* **DIRECTIVE 1**: Retype the whole passage on the VW emission scandal without any changes.

* **SELECTED EXTRACT**:
───

However, according to Burki, the company’s turnover started to exhibit a downward trend in 2015 following the exposure of the emission scandal. Typically, as Elson, Ferrere, and Goossen confirm, the quality of a company’s products and the overall customer satisfaction are the key determinants of brand equity. However, in the contemporary world, customers are also considering the environmental impact of the products and services when making purchase decisions as Waddell posit. The confirmation of the negative impacts that VW’s automobiles posed on the environment damaged its brand equity to the extent of causing the company’s rivals to outsmart it in terms of the turnover as Fleckner and Hopt observe. The profitability of the company was also adversely impacted by the revelation of the scandal. The company recorded the first-ever losses in the first quarter of 2016.

───

* **THE INPUT**:

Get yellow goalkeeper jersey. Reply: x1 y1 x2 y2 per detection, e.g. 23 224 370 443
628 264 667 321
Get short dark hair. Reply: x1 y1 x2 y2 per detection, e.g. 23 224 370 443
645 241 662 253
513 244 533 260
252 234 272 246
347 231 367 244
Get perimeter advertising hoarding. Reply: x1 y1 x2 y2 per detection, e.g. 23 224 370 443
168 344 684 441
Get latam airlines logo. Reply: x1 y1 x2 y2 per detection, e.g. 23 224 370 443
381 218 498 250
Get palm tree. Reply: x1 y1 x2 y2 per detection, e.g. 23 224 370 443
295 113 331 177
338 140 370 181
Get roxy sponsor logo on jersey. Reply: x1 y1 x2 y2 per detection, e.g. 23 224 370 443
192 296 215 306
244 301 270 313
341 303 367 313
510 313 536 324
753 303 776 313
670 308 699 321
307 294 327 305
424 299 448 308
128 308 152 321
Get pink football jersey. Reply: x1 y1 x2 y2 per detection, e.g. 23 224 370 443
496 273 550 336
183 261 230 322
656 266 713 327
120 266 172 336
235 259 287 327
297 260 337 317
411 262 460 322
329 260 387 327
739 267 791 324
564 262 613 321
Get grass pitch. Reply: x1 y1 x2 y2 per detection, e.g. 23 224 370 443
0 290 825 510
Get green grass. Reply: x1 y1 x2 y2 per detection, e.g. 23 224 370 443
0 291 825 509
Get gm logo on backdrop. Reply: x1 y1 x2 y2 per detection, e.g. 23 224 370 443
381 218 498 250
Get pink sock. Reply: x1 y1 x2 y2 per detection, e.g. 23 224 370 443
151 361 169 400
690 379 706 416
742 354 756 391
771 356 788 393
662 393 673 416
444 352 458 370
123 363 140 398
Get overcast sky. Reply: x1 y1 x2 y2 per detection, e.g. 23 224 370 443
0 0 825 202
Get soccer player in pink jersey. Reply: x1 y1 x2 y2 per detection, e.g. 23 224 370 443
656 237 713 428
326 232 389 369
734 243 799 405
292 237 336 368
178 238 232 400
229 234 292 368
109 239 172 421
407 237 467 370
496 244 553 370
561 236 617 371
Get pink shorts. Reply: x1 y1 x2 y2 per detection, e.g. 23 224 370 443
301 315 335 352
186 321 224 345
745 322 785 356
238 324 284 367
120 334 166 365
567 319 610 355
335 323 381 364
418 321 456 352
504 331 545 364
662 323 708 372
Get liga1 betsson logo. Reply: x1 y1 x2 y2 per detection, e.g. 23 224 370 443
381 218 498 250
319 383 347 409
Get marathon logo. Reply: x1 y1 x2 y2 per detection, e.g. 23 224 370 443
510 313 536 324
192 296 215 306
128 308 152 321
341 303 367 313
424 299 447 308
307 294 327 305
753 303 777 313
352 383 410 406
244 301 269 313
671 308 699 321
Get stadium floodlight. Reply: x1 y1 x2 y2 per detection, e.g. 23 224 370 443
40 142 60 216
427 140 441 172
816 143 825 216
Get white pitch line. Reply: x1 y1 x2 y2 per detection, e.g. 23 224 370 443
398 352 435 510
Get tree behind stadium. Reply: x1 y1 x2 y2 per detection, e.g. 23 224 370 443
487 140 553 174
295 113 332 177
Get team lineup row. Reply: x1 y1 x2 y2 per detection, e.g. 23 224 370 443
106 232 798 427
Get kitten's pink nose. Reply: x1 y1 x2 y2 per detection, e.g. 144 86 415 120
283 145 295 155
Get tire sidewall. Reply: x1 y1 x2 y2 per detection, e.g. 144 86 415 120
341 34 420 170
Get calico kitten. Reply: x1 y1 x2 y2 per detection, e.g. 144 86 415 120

───

* **DIRECTIVE 2**: Echo the listing line for line, starting at its first line and ending at the line containing "0 0 825 202". Include both of those lines.

* **EXERCISE RESPONSE 1**:
However, according to Burki, the company’s turnover started to exhibit a downward trend in 2015 following the exposure of the emission scandal. Typically, as Elson, Ferrere, and Goossen confirm, the quality of a company’s products and the overall customer satisfaction are the key determinants of brand equity. However, in the contemporary world, customers are also considering the environmental impact of the products and services when making purchase decisions as Waddell posit. The confirmation of the negative impacts that VW’s automobiles posed on the environment damaged its brand equity to the extent of causing the company’s rivals to outsmart it in terms of the turnover as Fleckner and Hopt observe. The profitability of the company was also adversely impacted by the revelation of the scandal. The company recorded the first-ever losses in the first quarter of 2016.

* **EXERCISE RESPONSE 2**:
Get yellow goalkeeper jersey. Reply: x1 y1 x2 y2 per detection, e.g. 23 224 370 443
628 264 667 321
Get short dark hair. Reply: x1 y1 x2 y2 per detection, e.g. 23 224 370 443
645 241 662 253
513 244 533 260
252 234 272 246
347 231 367 244
Get perimeter advertising hoarding. Reply: x1 y1 x2 y2 per detection, e.g. 23 224 370 443
168 344 684 441
Get latam airlines logo. Reply: x1 y1 x2 y2 per detection, e.g. 23 224 370 443
381 218 498 250
Get palm tree. Reply: x1 y1 x2 y2 per detection, e.g. 23 224 370 443
295 113 331 177
338 140 370 181
Get roxy sponsor logo on jersey. Reply: x1 y1 x2 y2 per detection, e.g. 23 224 370 443
192 296 215 306
244 301 270 313
341 303 367 313
510 313 536 324
753 303 776 313
670 308 699 321
307 294 327 305
424 299 448 308
128 308 152 321
Get pink football jersey. Reply: x1 y1 x2 y2 per detection, e.g. 23 224 370 443
496 273 550 336
183 261 230 322
656 266 713 327
120 266 172 336
235 259 287 327
297 260 337 317
411 262 460 322
329 260 387 327
739 267 791 324
564 262 613 321
Get grass pitch. Reply: x1 y1 x2 y2 per detection, e.g. 23 224 370 443
0 290 825 510
Get green grass. Reply: x1 y1 x2 y2 per detection, e.g. 23 224 370 443
0 291 825 509
Get gm logo on backdrop. Reply: x1 y1 x2 y2 per detection, e.g. 23 224 370 443
381 218 498 250
Get pink sock. Reply: x1 y1 x2 y2 per detection, e.g. 23 224 370 443
151 361 169 400
690 379 706 416
742 354 756 391
771 356 788 393
662 393 673 416
444 352 458 370
123 363 140 398
Get overcast sky. Reply: x1 y1 x2 y2 per detection, e.g. 23 224 370 443
0 0 825 202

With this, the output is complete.